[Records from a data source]
+---+
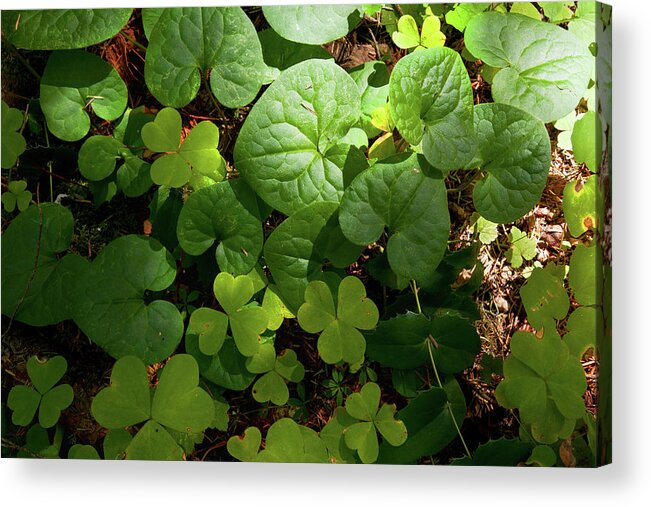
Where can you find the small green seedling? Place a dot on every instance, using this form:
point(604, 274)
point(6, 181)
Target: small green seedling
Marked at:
point(17, 195)
point(44, 396)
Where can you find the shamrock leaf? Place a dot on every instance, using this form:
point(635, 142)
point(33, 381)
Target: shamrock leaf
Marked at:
point(196, 156)
point(13, 142)
point(340, 339)
point(16, 195)
point(522, 247)
point(545, 383)
point(48, 399)
point(361, 436)
point(271, 386)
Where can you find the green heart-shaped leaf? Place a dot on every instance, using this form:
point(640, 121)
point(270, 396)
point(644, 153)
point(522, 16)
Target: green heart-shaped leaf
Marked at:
point(71, 81)
point(545, 69)
point(52, 403)
point(127, 400)
point(404, 194)
point(185, 43)
point(245, 447)
point(178, 401)
point(287, 148)
point(312, 24)
point(515, 154)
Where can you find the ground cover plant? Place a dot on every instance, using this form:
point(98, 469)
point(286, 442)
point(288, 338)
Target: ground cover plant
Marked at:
point(331, 234)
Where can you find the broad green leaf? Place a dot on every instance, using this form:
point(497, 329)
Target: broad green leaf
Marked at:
point(210, 327)
point(583, 206)
point(62, 28)
point(506, 452)
point(114, 289)
point(587, 141)
point(23, 401)
point(197, 156)
point(431, 101)
point(585, 328)
point(52, 403)
point(127, 400)
point(463, 13)
point(230, 213)
point(296, 249)
point(515, 155)
point(522, 247)
point(153, 443)
point(287, 442)
point(72, 81)
point(545, 383)
point(545, 69)
point(178, 402)
point(35, 283)
point(287, 148)
point(405, 195)
point(188, 42)
point(586, 274)
point(372, 79)
point(281, 53)
point(13, 142)
point(312, 24)
point(545, 300)
point(246, 446)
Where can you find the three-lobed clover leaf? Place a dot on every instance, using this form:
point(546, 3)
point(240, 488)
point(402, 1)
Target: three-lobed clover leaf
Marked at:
point(545, 69)
point(197, 156)
point(13, 142)
point(408, 36)
point(407, 196)
point(185, 43)
point(62, 28)
point(340, 339)
point(430, 98)
point(545, 383)
point(361, 436)
point(177, 404)
point(44, 396)
point(522, 247)
point(276, 370)
point(74, 80)
point(16, 196)
point(312, 24)
point(289, 147)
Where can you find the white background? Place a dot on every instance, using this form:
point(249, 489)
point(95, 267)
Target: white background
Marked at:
point(627, 481)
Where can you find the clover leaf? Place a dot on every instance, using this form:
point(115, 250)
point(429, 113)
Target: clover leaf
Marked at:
point(312, 24)
point(72, 81)
point(115, 287)
point(296, 249)
point(276, 369)
point(514, 153)
point(361, 436)
point(404, 194)
point(229, 212)
point(431, 100)
point(185, 43)
point(522, 247)
point(340, 339)
point(288, 147)
point(17, 195)
point(62, 28)
point(545, 69)
point(48, 399)
point(177, 404)
point(196, 156)
point(13, 142)
point(545, 383)
point(35, 282)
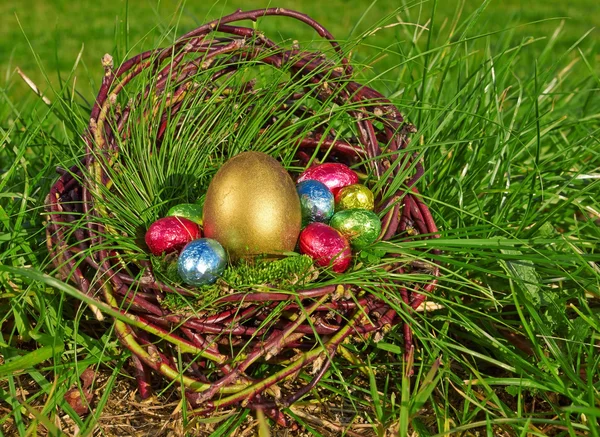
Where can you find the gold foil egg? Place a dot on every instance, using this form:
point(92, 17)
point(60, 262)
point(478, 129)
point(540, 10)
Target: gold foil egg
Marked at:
point(252, 206)
point(355, 196)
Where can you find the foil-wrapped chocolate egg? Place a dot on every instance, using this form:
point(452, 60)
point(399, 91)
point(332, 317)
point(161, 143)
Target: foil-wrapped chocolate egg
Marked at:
point(360, 226)
point(190, 211)
point(170, 234)
point(326, 246)
point(316, 201)
point(332, 174)
point(353, 197)
point(201, 262)
point(252, 207)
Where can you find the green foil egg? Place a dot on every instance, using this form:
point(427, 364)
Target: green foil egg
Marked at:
point(190, 211)
point(354, 197)
point(360, 226)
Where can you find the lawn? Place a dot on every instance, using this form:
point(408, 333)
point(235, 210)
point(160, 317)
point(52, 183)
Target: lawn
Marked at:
point(505, 97)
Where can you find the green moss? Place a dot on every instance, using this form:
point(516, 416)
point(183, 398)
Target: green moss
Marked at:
point(296, 269)
point(286, 272)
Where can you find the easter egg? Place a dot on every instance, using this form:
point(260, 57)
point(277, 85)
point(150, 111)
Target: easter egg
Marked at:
point(316, 201)
point(190, 211)
point(252, 206)
point(170, 234)
point(354, 196)
point(332, 174)
point(360, 226)
point(326, 246)
point(201, 262)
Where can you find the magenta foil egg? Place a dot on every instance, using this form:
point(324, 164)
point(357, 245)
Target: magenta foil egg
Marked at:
point(170, 234)
point(326, 246)
point(334, 175)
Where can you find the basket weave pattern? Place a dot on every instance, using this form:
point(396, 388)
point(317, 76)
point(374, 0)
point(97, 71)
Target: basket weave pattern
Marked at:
point(318, 318)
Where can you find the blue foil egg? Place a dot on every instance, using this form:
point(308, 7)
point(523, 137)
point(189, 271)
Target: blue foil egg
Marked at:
point(316, 201)
point(201, 262)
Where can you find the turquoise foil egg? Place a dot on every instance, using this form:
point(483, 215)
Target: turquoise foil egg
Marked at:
point(316, 201)
point(201, 262)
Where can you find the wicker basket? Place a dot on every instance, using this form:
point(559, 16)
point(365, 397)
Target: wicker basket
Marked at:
point(318, 318)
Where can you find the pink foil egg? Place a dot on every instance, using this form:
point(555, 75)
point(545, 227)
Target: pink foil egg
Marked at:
point(335, 175)
point(326, 246)
point(170, 234)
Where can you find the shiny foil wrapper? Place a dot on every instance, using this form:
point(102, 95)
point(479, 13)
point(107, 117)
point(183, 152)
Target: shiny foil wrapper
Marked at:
point(360, 226)
point(252, 207)
point(326, 246)
point(201, 262)
point(170, 234)
point(190, 211)
point(316, 202)
point(332, 174)
point(355, 196)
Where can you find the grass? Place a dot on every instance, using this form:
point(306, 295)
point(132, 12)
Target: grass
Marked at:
point(508, 128)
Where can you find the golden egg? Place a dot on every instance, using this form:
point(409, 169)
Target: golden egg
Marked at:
point(252, 207)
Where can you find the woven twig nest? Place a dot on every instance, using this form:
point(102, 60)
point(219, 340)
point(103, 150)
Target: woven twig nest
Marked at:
point(240, 354)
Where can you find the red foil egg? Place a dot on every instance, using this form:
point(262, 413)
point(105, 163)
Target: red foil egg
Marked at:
point(170, 234)
point(326, 246)
point(335, 175)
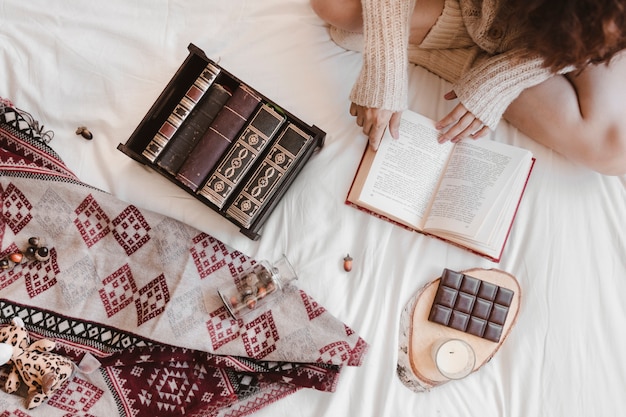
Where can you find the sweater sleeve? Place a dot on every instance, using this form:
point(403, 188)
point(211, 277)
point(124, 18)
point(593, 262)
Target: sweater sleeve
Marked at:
point(383, 80)
point(494, 81)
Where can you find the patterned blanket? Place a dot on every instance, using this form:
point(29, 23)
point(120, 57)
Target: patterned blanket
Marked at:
point(138, 291)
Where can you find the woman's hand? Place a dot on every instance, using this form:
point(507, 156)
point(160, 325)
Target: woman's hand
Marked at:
point(460, 123)
point(375, 121)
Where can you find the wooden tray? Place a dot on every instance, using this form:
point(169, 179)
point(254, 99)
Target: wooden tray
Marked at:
point(423, 334)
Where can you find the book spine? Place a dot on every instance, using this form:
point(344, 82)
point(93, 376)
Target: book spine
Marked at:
point(242, 155)
point(198, 122)
point(269, 175)
point(193, 95)
point(224, 129)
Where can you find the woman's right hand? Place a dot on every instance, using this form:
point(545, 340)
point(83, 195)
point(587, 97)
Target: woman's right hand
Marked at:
point(375, 121)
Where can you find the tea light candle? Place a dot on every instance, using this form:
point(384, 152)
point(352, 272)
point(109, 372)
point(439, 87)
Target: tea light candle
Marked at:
point(454, 358)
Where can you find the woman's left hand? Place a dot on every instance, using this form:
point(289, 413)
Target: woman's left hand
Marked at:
point(460, 123)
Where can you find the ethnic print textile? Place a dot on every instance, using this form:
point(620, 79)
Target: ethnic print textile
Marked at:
point(138, 291)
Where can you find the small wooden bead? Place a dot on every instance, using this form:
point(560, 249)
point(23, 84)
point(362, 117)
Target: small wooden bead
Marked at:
point(234, 301)
point(42, 254)
point(16, 257)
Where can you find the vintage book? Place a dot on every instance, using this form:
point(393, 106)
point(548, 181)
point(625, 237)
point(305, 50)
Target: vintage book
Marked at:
point(242, 155)
point(267, 178)
point(193, 95)
point(465, 193)
point(198, 122)
point(216, 141)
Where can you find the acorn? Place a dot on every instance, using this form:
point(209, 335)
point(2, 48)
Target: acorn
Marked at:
point(347, 263)
point(42, 254)
point(84, 132)
point(16, 257)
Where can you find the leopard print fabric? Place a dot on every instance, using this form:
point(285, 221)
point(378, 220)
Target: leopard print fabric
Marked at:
point(41, 370)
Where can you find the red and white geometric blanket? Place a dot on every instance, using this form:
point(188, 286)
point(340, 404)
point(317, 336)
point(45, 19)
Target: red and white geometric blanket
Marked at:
point(138, 291)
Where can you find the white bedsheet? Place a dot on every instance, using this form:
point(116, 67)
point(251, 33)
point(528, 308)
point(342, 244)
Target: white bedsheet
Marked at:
point(102, 64)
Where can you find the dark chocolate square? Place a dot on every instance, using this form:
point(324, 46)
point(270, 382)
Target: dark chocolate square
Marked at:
point(440, 314)
point(459, 320)
point(504, 297)
point(477, 326)
point(482, 308)
point(446, 296)
point(493, 332)
point(465, 303)
point(470, 285)
point(487, 291)
point(498, 314)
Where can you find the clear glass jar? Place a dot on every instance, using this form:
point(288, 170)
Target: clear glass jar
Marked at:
point(255, 287)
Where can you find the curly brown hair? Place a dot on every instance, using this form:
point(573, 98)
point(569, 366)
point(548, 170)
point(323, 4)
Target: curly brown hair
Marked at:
point(572, 32)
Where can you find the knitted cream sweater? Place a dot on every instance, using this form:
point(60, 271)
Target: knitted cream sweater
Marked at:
point(486, 73)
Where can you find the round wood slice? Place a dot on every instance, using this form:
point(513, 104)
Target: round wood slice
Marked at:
point(424, 334)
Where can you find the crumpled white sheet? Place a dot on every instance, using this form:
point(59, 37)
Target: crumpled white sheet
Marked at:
point(102, 64)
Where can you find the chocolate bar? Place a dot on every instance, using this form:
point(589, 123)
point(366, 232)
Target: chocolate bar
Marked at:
point(269, 175)
point(193, 95)
point(242, 155)
point(471, 305)
point(190, 133)
point(216, 141)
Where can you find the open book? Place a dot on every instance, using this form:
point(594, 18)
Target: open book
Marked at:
point(465, 193)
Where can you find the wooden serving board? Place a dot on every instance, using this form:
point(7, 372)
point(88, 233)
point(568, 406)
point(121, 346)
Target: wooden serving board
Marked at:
point(424, 333)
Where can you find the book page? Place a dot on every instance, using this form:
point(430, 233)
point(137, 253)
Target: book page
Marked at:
point(477, 184)
point(404, 172)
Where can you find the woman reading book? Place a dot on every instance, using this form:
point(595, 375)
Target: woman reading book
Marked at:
point(553, 68)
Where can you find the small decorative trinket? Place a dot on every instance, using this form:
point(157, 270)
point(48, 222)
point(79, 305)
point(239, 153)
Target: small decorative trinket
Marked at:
+---+
:: What is needed ::
Copy exactly the lines from the one containing "Where can you find the knitted" through the last line of the records, both included, and nothing else.

:: Result of the task ::
Where can you find the knitted cream sweater? Place a dot on every instance, using this form:
point(60, 271)
Target: knitted cream sweater
Marked at:
point(486, 73)
Where can you find the round wood slice? Place a dot on every instance, using this form:
point(513, 104)
Target: round wood slice
Marked at:
point(424, 334)
Where can you find the crumpled white sheet? Place a dot on every instance, using this form:
point(59, 37)
Target: crumpled white sheet
Marked at:
point(102, 64)
Where can you find the chocolate bar? Place a dot on every instance, using this form:
point(589, 123)
point(366, 232)
Target: chocolate bar
Marked at:
point(269, 175)
point(193, 95)
point(242, 155)
point(471, 305)
point(190, 133)
point(216, 141)
Where can you find the open book? Place a dot on every instance, using this form:
point(594, 18)
Target: open book
Marked at:
point(465, 193)
Where can you find the wooden serving board? Place a dot on every instance, using this form:
point(7, 372)
point(88, 233)
point(568, 406)
point(121, 346)
Target: wooden serving board
Marked at:
point(424, 333)
Where can you find the book page? Place a dot on every instance, using this form:
point(430, 233)
point(137, 253)
Target: book page
Marked at:
point(477, 184)
point(404, 172)
Where can you find the woman reading book? Place a dot on every instance, using this form:
point(595, 375)
Target: woman reading book
Marked at:
point(553, 68)
Where can you find the small decorative trinket? Place a dot on every instance, using this form:
point(157, 270)
point(48, 222)
point(79, 305)
point(239, 153)
Target: small decorative trinket
Marked at:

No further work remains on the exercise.